▶ ФРАГМЕНТ СТРАНИЦЫ:
· · · · · · ·
Вокруг политехнического. Потомку о моей жизни - страница 2



– Но я не могу Вам сказать ничего другого, потому что в Решении Приемной комиссии ничего иного нет. Не могу же я домысливать и говорить Вам то, чего нет в Решении.

– А чего нет в Решении? – спросил я.

На этот раз смутился член приемной комиссии.

– Да там и не должно быть ничего другого, – сказал он, – секретарь Приемной комиссии готовит Решение и зачитывает фамилии абитуриентов, и формулировку решения. Члены приемной комиссии задают вопросы, если они у них есть, а потом голосуют. По Вашей кандидатуре вопросов не было, и голосовали единогласно. Медалистов много, число мест, выделенных под них, ограничено. Кому-то надо отказывать. Вот Вам и отказали.

– Значит Вы не руководствовались таким критерием как время подачи документов? – спросил я.

– Нет, мы даже не думали об этом. Готовить материалы – прерогатива Секретаря.

– А какая медаль имеет приоритет: золотая или серебряная?

– Конечно, золотая, – не подумав, брякнул он.

– А я знаю абитуриента, которого уже приняли с серебряной медалью. Мне же с золотой отказали.

Это был разговор в одни ворота. Я знал, почему мне отказали. Он тоже знал, почему. Но у него не было аргументов, которыми он мог бы оперировать. Он мог только, как попка, повторять то, что записано в Решении Приемной комиссии.

Мне было стыдно и обидно одновременно. Я впервые столкнулся с государственным антисемитизмом. Хотя внешне все выглядело благопристойно. Ведь никто не сказал мне:

– Мы не принимаем тебя, потому что ты еврей, а, значит, неблагонадежный.

Нет, выдумали форму отказа: «В связи с отсутствием вакантных мест». Уж лучше бы была процентная норма, как в дореволюционное время. Это, по крайней мере, честнее.

Моя мечта рушилась. Я не имел права проситься на прием к Ректору Института. По правилам жаловаться на Решение приемной комиссии Института следовало в Центральную Приемную комиссию, которая находилась в Москве.

Я взял документы и приехал домой. Вечером состоялся семейный совет.

– Далась тебе твоя ядерная физика, – сказала мама, – как я тебя уговаривала стать врачом или на худой конец биологом!
· · · · · · ·
▶ ИСХОДНЫЕ ДАННЫЕ:
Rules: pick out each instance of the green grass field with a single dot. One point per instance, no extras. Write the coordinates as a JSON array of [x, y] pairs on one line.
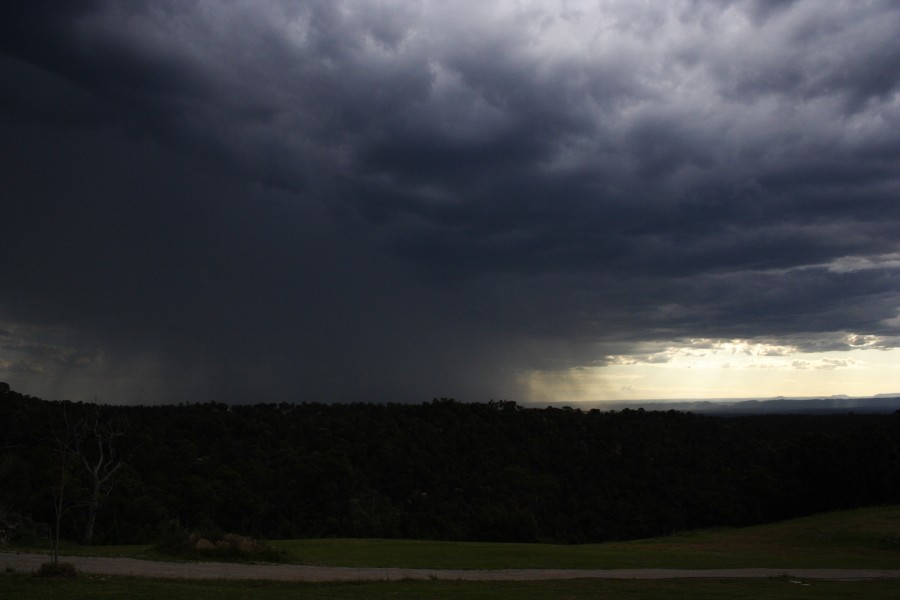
[[864, 538]]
· · · · · · ·
▶ ЧТО НУЖНО СДЕЛАТЬ:
a) Какую формулировку отказа приводит отрывок о поступлении в институт?
b) Перескажите в виде списка абзац из отрывка о поступлении в институт, который начинается словами «Да там и не должно быть ничего другого», сохранив его главные факты.
c) Продолжите отрывок о поступлении в институт после последней реплики.
Материалы не имеют отношения к отрывку о поступлении в институт.

▶ РЕЗУЛЬТАТЫ ВЫПОЛНЕНИЯ:
a) «В связи с отсутствием вакантных мест».

b)
- Решение готовит секретарь приемной комиссии. Он же зачитывает фамилии абитуриентов и формулировку решения.
- Члены комиссии задают вопросы, если они есть, а затем голосуют.
- По этой кандидатуре вопросов не было, проголосовали единогласно.
- Медалистов много, а число мест для них ограничено, поэтому кому-то приходится отказывать.

c)
– Поступай в Холодильный институт, который я закончил, – сказал папа. – Туда тебя примут без вопросов. Потом поезжай в Москву. Хотя, я думаю, у тебя вряд ли что-нибудь получится.

А дедушка только кряхтел и покашливал, но ничего не говорил. Я видел, как он переживает за меня.

В Институт Холодильной промышленности меня действительно приняли без вопросов. Но я на этом не поставил точку.

В Москве я остановился у дяди Миши, маминого брата. Он жил в малюсенькой комнате метров 8—10 не больше в Столешниковом переулке. Я думаю, снимал. В этой комнате спали он с женой Верой, их маленькая дочка Наташа, которой тогда было года два. Там же заночевал и я.


Дядя Миша слева; рядом с ним его дочка Наташа, а справа мой дедушка, его отец (лето 1953 г.).


Они меня встретили очень тепло и сердечно. Я им рассказал мою историю с поступлением.

– Не добьешься ты ничего, – сказал дядя Миша. – Тут только по-другому можно что-либо сделать. Я попробую. А ты пока походи по инстанциям, поговори с ними. Тебе надо опыта набираться.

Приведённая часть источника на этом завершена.